*PROMPT 1*:
Can you condense the paragraph in the fractal-universe extract that begins "Certainly the universe does not look smooth" into a short bulleted list that keeps its main facts?
*PROMPT 2*:
Could you write the next part of the fractal-universe extract, carrying on from its final sentence?

*EXTRACT PROVIDED*:
WRITTEN ACROSS THE SKY is a secret, a hidden blueprint detailing the original design of the universe itself. The spread of matter throughout space follows a pattern laid out at the beginning of time and scaled up to incredible proportions by nearly 14 billion years of cosmic expansion. Today that pattern is gradually being decoded by analysing maps of the distribution of the stars, and what has been uncovered could shake modern cosmology to its foundations.

Luciano Pietronero: "It's fractals, fractals all the way!"


Cosmology is founded on the assumption that when you look at the universe at the vastest scales, matter is spread more or less evenly throughout space. Cosmologists call this a "smooth" structure. But a small band of researchers, led by statistical physicist Luciano Pietronero (pictured right) of the University of Rome and the Institute of Complex Systems, Italy, argues that this assumption is at odds with what we can see. Instead they claim that the galaxies form a structure that isn't smooth at all: some parts of it have lots of matter, others don't, but the matter always falls into the same patterns, in large and small versions, at whatever scale you look. In other words, the universe is fractal.

It is a controversial view, and one that sparked an intense debate over a decade ago. Since then, astronomers have surveyed ever-greater numbers of galaxies, taking larger and larger samples of the universe. Now the biggest galaxy survey ever and a brand new map of the universe's dark matter are adding fuel to the fire. At stake is far more than the way galaxies cluster. A fractal universe could undermine cosmology's most basic assumptions. "All of the observations we make depend to a greater or lesser extent on the idea that the universe is homogeneous," says David Hogg of New York University, who leads a team of physicists that disputes Pietronero's view.

This idea that matter is spread more or less evenly throughout the universe is embodied in Einstein's cosmological principle. Einstein formulated it after publishing his general theory of relativity, which describes how the distribution of mass bends space-time and creates gravity. It allows cosmologists to use the equations of general relativity to describe the geometry of the whole universe. As a result it has led to a picture of a universe expanding uniformly from the big bang and in which cosmological measurements have defined meanings.


Fractals allow Pietronero to paint a very different sort of picture - one in which the irregular distribution of matter that we see around us never evens out into a smooth structure, but repeats itself at ever grander scales. Fractals are familiar enough: we see them in the branching of trees, the curves of coastlines, lungs, turbulence and clouds.

No matter what scale you look at them, fractal patterns look the same. Think of broccoli: a tiny branch looks much the same as the whole vegetable. Zoom in or zoom out, the structure looks the same - exquisitely detailed, never smooth. Fractals can be beautiful to look at, but when it comes to galaxies it may be a subversive kind of beauty.


Certainly the universe does not look smooth. Some regions contain clusters of matter; others are virtually empty. Hundreds of billions of stars group together to form galaxies, and galaxies congregate in clusters. Clusters assemble into colossal structures called superclusters that can stretch out for 100 million light years and look uncannily like fractal patterns.

Even superclusters string together in long filaments and sheets that stretch like ghostly cobwebs across an otherwise empty sky. The Sloan Great Wall, for example, which was discovered in 2003, spans more than a billion light years. These filaments and sheets seem to encircle huge voids of empty space. The voids range from 100 to 400 million light years in diameter, making the whole assemblage appear as an immense, glowing lattice punctuated by wells of darkness.

*DATASET RECORDS*:
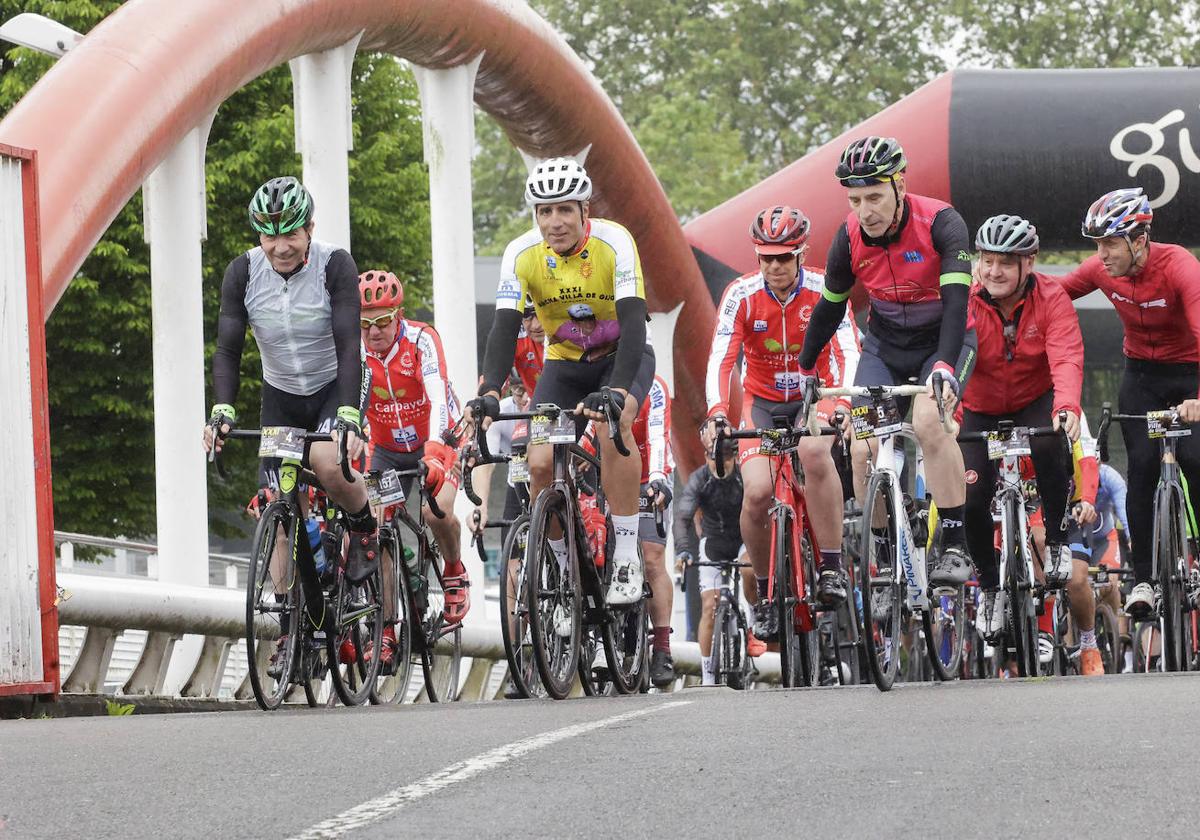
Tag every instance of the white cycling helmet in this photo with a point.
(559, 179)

--

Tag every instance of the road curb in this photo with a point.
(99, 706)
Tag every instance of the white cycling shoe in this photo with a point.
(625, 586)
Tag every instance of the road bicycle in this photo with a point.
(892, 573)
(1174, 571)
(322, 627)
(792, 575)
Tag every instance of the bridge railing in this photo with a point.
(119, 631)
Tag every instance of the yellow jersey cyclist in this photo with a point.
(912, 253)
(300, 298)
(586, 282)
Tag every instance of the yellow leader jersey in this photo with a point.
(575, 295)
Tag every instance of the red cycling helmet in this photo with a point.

*TASK RESULT 1*:
- The universe does not look smooth: some regions hold clusters of matter, while others are virtually empty.
- Hundreds of billions of stars group into galaxies, and galaxies gather in clusters.
- Clusters assemble into superclusters that can stretch for 100 million light years and look uncannily like fractal patterns.

*TASK RESULT 2*:
No one disputes that the universe is far from smooth on relatively small scales - by which cosmologists mean thousands of light years. But Hogg's team is convinced that if you zoom further out, smoothness reigns.

"When you're looking at the size scales of galaxies, groups of galaxies, clusters, superclusters and filaments, it looks like a fractal," says Hogg (pictured right). "But once you get larger than all of that, then it starts to look homogeneous." What has convinced him is his team's analysis of the latest data from the Sloan Digital Sky Survey, the largest 3D map of the galactic universe so far. His team insists that the map is proof of smoothness. The fractal camp, however, are sceptical. In fact, they say the Sloan observations confirm what they've been claiming all along.

It might appear to be deadlock, but at least with the Sloan survey the two sides can agree what they're disagreeing about. For years Pietronero and his team argued that the statistical methods mainstream cosmologists were using to establish homogeneity were flawed because they start off by assuming that matter is evenly spread. The team was mostly ignored until 2004, when Hogg and astrophysicist Daniel Eisenstein of the University of Arizona in Tucson spent a summer in Paris with Pietronero's colleagues, cosmologists Francesco Sylos Labini of the Enrico Fermi Centre and the Institute for Complex Systems, Rome, and Michael Joyce of the Pierre and Marie Curie University, Paris.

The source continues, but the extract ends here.